Work to be completed:
Answer from the text on charge back reports:
(a) Under the fixed-rate method, what is the rate charged for?
(b) What does it mean for the set of node groups to be mutually exclusive?
(c) To what kind of file does the command script export the results?

Source text:
Use Case 2: Creating Charge Back Reports in Excel

In this example, an administrator of an HPC cluster wants to determine how much to charge users for running jobs on the cluster. Different organizations can use different methods to determine the charge for using a cluster. Some possible methods for determining the charge for using a cluster include:

  • Charging a fixed rate for the total duration of all of the jobs that the user runs.

  • Charging different rates for different jobs depending on the node groups to which the nodes that run the jobs belong.

    This case assumes that the cluster administrator has set up a set of node groups in advance for the purpose of calculating the charges for using the cluster. This set of node groups as a whole should have the following characteristics:

    • It should be mutually exclusive, which means that the set includes a given node in only one of the node groups in the set.

    • It should be collectively exhaustive, which means that the set contains all of the nodes in the cluster.

  • Charging different rates for different jobs depending on the type of the processors that are included on the nodes that ran the jobs.

This example shows how to calculate the total charges for users in all three of these cases. The example consists of creating a stored procedure to query the relevant databases in the HPCReporting database for the necessary data, creating a command script to run the stored procedure periodically and export the results to a comma-separated value (.csv) file, and opening the .csv file in Excel to add additional calculations and create the report.

Data excerpts:

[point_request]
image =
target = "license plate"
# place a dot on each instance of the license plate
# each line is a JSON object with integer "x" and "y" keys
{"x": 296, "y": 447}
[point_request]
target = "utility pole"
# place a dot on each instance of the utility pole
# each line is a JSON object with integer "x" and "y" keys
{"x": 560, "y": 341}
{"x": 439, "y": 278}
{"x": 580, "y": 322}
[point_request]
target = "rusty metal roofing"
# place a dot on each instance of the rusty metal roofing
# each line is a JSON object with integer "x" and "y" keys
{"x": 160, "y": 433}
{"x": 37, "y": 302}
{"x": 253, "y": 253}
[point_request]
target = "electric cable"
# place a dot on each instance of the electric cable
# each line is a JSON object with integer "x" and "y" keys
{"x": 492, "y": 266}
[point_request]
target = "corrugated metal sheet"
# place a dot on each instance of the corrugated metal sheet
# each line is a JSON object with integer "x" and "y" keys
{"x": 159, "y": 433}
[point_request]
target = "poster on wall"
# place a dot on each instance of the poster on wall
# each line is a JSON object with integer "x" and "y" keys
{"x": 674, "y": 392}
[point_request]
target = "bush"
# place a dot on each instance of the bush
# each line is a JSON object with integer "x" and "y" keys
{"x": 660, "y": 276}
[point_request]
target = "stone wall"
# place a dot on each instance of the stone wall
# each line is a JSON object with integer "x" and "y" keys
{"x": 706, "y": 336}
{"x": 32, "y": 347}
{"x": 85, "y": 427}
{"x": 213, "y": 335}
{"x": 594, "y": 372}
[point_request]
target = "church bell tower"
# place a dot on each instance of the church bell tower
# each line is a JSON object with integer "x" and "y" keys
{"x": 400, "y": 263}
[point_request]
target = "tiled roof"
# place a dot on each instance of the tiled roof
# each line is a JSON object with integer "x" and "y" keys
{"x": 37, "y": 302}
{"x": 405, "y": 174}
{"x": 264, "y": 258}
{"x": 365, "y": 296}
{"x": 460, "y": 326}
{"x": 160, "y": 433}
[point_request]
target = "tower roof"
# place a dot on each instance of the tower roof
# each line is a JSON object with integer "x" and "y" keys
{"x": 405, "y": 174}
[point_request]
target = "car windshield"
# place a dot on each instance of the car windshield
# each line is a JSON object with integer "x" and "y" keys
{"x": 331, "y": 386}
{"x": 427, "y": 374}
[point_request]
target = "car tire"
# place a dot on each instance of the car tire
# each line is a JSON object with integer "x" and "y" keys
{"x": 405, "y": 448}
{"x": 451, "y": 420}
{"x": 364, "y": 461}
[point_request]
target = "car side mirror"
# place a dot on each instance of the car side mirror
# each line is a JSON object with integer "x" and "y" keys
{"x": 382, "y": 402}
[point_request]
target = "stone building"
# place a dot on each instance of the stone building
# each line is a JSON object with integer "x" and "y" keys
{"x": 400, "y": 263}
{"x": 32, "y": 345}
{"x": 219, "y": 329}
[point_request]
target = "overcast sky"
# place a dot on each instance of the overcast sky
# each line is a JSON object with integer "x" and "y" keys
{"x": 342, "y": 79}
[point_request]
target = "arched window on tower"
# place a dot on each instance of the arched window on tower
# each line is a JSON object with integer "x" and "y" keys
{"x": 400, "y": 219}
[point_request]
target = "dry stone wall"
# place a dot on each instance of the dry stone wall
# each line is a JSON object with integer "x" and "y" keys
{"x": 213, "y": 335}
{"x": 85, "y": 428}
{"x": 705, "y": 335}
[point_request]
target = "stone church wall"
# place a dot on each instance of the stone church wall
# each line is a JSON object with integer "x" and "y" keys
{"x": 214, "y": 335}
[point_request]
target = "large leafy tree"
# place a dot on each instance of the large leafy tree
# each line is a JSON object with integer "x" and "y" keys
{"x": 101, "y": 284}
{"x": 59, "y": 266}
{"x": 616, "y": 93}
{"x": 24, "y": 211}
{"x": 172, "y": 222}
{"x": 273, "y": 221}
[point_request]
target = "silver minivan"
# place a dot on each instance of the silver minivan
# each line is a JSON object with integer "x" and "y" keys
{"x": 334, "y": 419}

Answer in full:
(a) The total duration of all of the jobs that the user runs.
(b) The set includes a given node in only one of the node groups in the set.
(c) A comma-separated value (.csv) file.